• _Text passage_:
───
The station was rebuilt in 1963–64 with the suffix "Castle" to its name dropped as it had become the only remaining station in the town. Excavations in 1961 prior to the rebuilding revealed 12th-century defences including a ditch 90 feet wide and 30 feet deep and a bank 80 feet wide and 20 feet high.

===21st century===
A volunteer group called the Friends of Northampton Castle (FONC) was established to publicise the castle and provide information about the history of the site and the castle itself. In July 2012, FONC commissioned a 3D reconstruction of the castle which was published on YouTube.

Expansion of the town and the 2011 launch of a Northampton Waterside Enterprise Zone made the need to expand and re-develop and double the size of the railway station, possibly with the name restored to "Northampton Castle". Work began in 2013. The opportunity was taken to carry out further, more extensive, excavations in 2012–13 which uncovered various items of Anglo-Saxon origin. Among their number were a brooch, pottery fragments and an ironstone wall.

Heritage poles were added to Castle Park in July 2025 to mark the location of the perimeter of Northampton Castle. They are part of a trail which outlines the history of Northampton and its castle.
───
• _Supplied records_:
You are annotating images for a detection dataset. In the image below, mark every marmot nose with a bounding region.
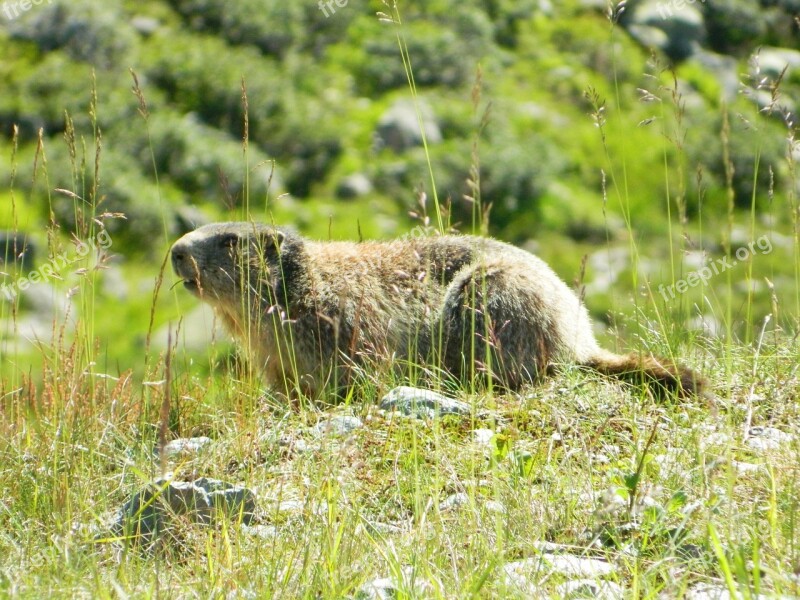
[170,244,189,273]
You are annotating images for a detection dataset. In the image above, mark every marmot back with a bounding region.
[172,222,702,396]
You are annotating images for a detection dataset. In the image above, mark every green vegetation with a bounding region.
[0,0,800,598]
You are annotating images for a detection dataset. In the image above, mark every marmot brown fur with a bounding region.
[171,223,701,396]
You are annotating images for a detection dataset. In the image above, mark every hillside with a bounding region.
[0,0,800,600]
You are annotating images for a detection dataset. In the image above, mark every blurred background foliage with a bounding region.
[0,0,800,376]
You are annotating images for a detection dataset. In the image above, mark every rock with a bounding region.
[439,492,469,512]
[503,552,616,597]
[746,427,794,450]
[164,436,211,457]
[380,386,472,419]
[241,523,278,540]
[556,579,624,600]
[691,50,739,102]
[483,500,506,514]
[131,15,161,37]
[472,429,494,446]
[375,100,442,152]
[683,583,773,600]
[542,553,615,577]
[355,567,433,600]
[750,47,800,79]
[311,416,364,437]
[111,477,256,541]
[626,0,706,60]
[336,173,373,200]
───
• _Work instructions_:
Rename "ditch" as "moat" in everything from "The station was" down to "20 feet high." of the Northampton Castle passage, and give that stretch in full. The records are separate material and unrelated to the Northampton Castle passage.

• _Result of the task_:
The station was rebuilt in 1963–64 with the suffix "Castle" to its name dropped as it had become the only remaining station in the town. Excavations in 1961 prior to the rebuilding revealed 12th-century defences including a moat 90 feet wide and 30 feet deep and a bank 80 feet wide and 20 feet high.